● Exercise task:
Print the integral solution below word for word, from "Now, let's do" to "constants $A , B , C , D$.".

● Document passage:
-------------------------

# How do you solve this integral?

## $\int \frac{\mathrm{dx}}{{x}^{2} - 1} ^ 2$

Mar 28, 2018

$\int \setminus \frac{\text{d} x}{{x}^{2} - 1} ^ 2$
$= \frac{1}{4} \left(\ln \left(x + 1\right) - \ln \left(x - 1\right) - \frac{2 x}{{x}^{2} - 1}\right) + C$

#### Explanation:

$\int \setminus \frac{\text{d} x}{{x}^{2} - 1} ^ 2$
$= \int \setminus \frac{\text{d} x}{{\left(x + 1\right)}^{2} {\left(x - 1\right)}^{2}}$

Now, let's do the partial fractions. Assume that

$\frac{1}{{\left(x + 1\right)}^{2} {\left(x - 1\right)}^{2}} = \frac{A}{x + 1} + \frac{B}{x + 1} ^ 2 + \frac{C}{x - 1} + \frac{D}{x - 1} ^ 2$

for some constants $A , B , C , D$.

-------------------------

● Given data:
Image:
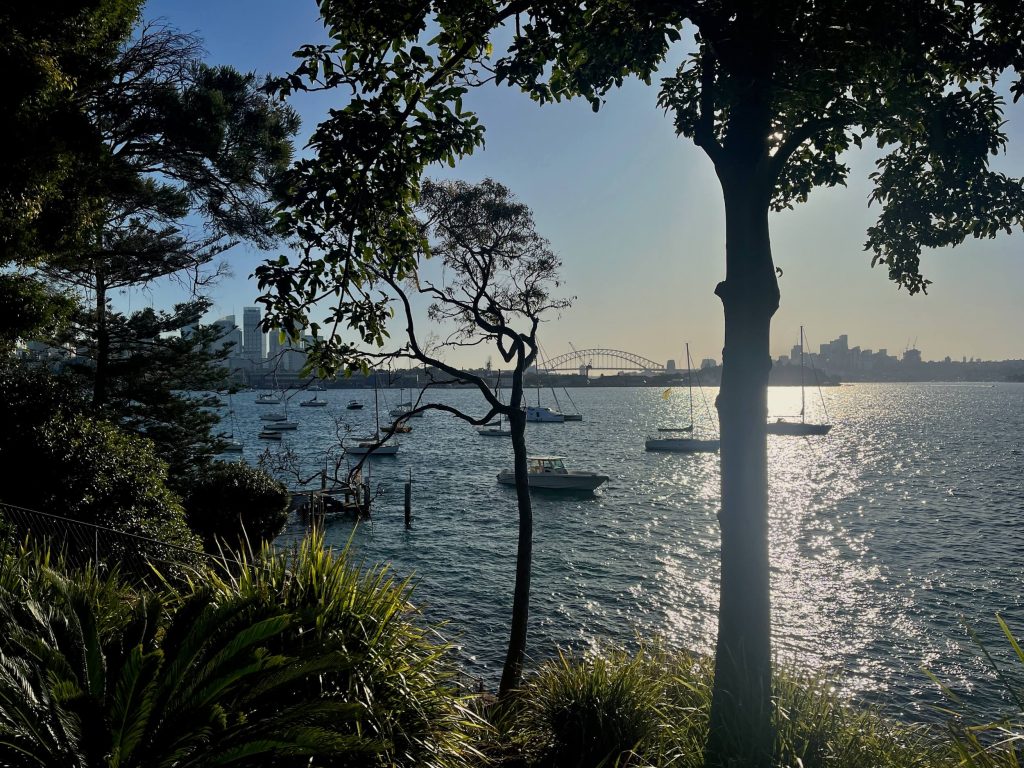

-------------------------

● Finished task:
Now, let's do the partial fractions. Assume that

$\frac{1}{{\left(x + 1\right)}^{2} {\left(x - 1\right)}^{2}} = \frac{A}{x + 1} + \frac{B}{x + 1} ^ 2 + \frac{C}{x - 1} + \frac{D}{x - 1} ^ 2$

for some constants $A , B , C , D$.